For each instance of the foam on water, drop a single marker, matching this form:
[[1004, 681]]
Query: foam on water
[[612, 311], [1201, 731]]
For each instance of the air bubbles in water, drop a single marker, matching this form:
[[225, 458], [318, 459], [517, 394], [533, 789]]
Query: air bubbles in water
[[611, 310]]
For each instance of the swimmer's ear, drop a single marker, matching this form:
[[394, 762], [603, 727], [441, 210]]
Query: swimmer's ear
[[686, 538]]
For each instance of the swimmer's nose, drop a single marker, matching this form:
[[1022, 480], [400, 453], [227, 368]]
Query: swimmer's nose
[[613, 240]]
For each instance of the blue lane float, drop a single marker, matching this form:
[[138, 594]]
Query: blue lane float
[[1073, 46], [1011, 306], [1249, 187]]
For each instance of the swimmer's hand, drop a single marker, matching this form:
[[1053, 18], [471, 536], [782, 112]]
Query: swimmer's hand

◇ ◇ ◇ ◇ ◇

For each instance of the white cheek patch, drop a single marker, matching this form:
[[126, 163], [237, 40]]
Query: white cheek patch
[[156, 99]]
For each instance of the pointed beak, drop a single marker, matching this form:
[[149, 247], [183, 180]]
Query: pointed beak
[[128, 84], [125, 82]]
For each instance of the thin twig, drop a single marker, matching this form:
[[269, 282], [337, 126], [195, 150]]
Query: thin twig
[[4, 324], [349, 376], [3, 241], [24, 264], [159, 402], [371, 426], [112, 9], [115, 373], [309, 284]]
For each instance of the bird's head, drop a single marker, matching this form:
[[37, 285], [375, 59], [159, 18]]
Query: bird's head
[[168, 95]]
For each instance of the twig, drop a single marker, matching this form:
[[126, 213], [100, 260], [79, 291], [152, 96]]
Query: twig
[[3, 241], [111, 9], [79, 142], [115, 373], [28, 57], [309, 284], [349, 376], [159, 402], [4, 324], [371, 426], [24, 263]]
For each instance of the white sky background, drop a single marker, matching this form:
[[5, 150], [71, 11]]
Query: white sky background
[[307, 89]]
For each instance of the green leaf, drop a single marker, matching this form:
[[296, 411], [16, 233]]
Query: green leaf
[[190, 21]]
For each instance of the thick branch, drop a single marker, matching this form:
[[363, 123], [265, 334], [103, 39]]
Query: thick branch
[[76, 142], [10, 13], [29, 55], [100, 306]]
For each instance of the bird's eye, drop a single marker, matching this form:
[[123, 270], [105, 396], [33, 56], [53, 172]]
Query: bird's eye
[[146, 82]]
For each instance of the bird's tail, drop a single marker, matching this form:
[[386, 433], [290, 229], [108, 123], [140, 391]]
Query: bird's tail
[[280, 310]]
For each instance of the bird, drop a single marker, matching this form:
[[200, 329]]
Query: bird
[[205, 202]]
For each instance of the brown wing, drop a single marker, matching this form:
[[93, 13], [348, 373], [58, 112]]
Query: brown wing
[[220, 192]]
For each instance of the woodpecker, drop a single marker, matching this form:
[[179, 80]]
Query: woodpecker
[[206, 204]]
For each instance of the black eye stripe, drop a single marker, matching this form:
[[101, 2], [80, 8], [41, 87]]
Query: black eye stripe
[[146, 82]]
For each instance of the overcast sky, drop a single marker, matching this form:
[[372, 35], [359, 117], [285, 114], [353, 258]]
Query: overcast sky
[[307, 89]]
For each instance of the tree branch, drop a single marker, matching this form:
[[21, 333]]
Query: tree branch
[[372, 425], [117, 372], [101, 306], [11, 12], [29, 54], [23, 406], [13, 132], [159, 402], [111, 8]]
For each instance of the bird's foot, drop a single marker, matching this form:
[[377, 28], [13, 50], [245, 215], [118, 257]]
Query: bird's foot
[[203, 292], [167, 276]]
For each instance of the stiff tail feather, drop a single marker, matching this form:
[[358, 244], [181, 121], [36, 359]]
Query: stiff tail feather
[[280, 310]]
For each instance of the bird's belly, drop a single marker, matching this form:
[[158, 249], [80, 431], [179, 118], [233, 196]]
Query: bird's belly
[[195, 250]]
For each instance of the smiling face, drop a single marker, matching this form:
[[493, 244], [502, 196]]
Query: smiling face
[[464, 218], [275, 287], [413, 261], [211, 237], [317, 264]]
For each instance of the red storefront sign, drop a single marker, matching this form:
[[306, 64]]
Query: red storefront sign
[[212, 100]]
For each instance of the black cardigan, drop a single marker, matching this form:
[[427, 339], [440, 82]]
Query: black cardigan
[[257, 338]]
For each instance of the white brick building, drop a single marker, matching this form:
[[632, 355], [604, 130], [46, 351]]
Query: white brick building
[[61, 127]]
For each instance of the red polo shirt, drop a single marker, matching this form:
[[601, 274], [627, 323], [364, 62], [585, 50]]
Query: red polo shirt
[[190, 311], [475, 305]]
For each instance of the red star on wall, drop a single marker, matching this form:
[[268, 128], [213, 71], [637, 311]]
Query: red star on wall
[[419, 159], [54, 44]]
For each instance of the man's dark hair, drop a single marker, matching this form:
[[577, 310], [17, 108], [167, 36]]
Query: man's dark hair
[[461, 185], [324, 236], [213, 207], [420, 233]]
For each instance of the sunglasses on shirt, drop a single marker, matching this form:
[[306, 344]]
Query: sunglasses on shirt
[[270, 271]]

◇ ◇ ◇ ◇ ◇

-- What you are asked to do --
Across all the records, find the lines containing the word "hand" and reproduce each one.

-- Answer for this exercise --
For each instance of the swimmer's hand, drop a single marker, matching this form:
Query: swimmer's hand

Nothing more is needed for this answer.